▶ **Prompt**:
In the data below, take the part that opens with the line containing "Can you spot the carved stone niche" and closes with the line containing "100], [174, 34]]", both lines included. Reproduce only that part, substituting "sculpted stone alcove" for "carved stone niche" and leaving everything else unchanged.

* Begin Information supplied *

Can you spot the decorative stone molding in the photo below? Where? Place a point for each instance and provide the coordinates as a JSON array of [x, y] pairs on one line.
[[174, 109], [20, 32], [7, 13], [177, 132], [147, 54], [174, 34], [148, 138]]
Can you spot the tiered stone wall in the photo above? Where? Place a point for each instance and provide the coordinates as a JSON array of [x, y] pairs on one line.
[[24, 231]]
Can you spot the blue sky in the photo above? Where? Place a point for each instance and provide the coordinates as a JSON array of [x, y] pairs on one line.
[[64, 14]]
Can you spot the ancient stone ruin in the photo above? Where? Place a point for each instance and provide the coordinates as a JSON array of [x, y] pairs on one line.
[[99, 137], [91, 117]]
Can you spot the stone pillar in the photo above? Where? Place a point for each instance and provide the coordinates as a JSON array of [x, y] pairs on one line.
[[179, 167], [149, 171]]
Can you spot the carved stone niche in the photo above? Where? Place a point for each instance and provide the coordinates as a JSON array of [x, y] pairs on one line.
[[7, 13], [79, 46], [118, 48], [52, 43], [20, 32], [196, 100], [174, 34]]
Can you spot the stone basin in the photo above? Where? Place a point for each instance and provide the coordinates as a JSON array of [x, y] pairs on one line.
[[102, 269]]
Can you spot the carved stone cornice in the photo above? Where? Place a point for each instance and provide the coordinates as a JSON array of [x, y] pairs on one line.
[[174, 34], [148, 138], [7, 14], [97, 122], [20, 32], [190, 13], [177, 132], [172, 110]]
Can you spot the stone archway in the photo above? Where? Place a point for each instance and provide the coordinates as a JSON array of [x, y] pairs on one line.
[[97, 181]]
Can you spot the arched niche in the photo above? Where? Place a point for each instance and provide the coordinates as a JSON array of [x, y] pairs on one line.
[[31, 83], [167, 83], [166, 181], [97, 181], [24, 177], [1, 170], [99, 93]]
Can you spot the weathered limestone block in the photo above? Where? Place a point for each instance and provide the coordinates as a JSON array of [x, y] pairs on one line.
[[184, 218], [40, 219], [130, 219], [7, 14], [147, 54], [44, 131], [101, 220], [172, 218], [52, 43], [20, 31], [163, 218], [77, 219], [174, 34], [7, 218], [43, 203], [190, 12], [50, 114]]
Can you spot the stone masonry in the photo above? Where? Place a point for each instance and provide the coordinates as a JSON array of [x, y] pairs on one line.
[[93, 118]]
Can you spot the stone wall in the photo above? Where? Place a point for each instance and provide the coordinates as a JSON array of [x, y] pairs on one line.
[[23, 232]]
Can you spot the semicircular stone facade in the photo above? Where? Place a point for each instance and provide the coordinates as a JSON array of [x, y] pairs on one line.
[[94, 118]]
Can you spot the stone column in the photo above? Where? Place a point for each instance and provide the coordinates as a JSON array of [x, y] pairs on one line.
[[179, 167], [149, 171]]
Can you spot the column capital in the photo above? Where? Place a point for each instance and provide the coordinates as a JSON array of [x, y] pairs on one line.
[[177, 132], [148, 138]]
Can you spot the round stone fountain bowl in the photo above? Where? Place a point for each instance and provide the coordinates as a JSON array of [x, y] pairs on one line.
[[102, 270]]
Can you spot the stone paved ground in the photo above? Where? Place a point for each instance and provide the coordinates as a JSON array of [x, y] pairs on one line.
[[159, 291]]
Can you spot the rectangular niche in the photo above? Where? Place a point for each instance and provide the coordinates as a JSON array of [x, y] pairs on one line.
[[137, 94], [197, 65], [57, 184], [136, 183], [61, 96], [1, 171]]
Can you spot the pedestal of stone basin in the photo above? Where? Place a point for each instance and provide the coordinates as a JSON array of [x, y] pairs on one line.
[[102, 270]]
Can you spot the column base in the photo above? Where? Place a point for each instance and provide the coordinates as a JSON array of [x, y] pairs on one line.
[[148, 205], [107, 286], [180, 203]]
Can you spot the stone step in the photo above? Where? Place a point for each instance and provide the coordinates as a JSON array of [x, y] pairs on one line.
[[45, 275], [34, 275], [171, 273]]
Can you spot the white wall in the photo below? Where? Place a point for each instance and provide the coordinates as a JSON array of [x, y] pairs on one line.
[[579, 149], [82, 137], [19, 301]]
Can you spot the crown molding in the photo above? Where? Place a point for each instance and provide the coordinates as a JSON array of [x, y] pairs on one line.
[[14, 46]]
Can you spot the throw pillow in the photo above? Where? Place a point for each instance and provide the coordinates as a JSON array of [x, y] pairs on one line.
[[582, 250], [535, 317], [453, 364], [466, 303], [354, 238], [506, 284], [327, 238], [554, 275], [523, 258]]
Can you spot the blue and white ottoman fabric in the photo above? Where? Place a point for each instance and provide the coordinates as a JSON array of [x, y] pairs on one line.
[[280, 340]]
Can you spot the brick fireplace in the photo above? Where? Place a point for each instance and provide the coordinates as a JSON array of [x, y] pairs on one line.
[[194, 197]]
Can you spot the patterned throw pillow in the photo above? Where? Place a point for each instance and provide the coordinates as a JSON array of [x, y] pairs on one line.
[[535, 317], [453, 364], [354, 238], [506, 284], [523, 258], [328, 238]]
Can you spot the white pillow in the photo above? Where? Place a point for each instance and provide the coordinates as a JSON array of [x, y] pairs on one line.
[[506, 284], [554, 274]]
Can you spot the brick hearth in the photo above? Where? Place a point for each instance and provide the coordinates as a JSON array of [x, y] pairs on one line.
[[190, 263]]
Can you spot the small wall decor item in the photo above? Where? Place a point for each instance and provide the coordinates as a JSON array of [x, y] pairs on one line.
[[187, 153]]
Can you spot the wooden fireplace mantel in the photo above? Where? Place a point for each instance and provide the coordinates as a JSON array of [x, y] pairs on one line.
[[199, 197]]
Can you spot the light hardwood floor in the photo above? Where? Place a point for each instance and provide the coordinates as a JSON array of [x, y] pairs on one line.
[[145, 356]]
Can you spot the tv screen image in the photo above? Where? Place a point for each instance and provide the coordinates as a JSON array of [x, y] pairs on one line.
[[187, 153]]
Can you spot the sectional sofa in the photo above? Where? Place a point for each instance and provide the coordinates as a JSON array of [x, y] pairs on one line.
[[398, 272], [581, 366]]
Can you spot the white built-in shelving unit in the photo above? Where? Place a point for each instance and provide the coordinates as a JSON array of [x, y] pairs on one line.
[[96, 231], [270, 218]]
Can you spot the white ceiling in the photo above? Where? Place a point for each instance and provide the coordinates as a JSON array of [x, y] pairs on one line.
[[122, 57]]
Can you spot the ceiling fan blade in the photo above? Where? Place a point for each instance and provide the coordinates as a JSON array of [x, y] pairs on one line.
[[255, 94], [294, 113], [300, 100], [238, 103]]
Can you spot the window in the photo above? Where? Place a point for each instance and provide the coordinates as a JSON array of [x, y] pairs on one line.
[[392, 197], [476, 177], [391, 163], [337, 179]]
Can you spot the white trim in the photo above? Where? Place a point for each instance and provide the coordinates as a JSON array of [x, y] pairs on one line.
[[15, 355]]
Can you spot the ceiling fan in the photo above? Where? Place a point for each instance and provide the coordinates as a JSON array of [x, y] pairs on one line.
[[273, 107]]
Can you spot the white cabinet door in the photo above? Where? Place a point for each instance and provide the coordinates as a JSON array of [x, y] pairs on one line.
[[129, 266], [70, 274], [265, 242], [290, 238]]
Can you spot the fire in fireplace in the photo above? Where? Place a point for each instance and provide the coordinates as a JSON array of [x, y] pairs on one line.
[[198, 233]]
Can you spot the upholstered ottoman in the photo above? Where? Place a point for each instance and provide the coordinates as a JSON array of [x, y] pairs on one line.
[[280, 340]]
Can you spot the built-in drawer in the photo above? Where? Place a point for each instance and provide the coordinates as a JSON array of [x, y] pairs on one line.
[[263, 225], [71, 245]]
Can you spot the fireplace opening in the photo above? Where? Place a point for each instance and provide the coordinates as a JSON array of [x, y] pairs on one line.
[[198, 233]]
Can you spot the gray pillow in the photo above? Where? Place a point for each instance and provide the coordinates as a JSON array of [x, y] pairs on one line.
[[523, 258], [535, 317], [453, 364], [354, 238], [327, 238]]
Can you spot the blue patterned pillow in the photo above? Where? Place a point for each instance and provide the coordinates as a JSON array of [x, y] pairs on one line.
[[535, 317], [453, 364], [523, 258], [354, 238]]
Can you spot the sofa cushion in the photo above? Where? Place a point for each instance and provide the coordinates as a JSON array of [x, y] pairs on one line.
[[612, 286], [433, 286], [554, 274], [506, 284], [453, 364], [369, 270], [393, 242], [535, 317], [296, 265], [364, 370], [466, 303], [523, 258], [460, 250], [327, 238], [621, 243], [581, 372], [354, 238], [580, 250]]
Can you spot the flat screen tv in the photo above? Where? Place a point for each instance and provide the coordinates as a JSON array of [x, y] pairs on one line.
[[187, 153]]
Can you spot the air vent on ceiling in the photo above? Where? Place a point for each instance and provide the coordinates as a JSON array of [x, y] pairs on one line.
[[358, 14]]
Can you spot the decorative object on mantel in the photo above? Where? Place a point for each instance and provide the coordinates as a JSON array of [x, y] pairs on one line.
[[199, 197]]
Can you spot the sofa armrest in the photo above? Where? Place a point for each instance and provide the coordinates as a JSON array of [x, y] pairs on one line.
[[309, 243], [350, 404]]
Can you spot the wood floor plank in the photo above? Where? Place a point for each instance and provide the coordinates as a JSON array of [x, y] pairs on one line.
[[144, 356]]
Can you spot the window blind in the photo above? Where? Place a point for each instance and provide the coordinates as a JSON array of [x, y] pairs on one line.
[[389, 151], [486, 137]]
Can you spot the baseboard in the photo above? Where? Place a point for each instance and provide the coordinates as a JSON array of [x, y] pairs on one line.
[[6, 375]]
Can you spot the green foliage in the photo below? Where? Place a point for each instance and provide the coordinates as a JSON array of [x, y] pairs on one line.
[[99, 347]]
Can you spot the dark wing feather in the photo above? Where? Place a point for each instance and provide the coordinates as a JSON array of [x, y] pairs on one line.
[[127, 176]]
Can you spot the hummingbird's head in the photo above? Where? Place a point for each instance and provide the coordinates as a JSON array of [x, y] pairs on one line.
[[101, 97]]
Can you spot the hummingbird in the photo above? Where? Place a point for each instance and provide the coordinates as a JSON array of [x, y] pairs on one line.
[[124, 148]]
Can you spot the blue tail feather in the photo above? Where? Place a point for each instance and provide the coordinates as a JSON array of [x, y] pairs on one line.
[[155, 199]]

* End Information supplied *

▶ **Response to the exercise**:
Can you spot the sculpted stone alcove in the photo above? Where? Place a point for each instance and provide the coordinates as a JSON array of [x, y] pairs on one line.
[[7, 13], [79, 46], [118, 48], [52, 43], [20, 32], [196, 100], [174, 34]]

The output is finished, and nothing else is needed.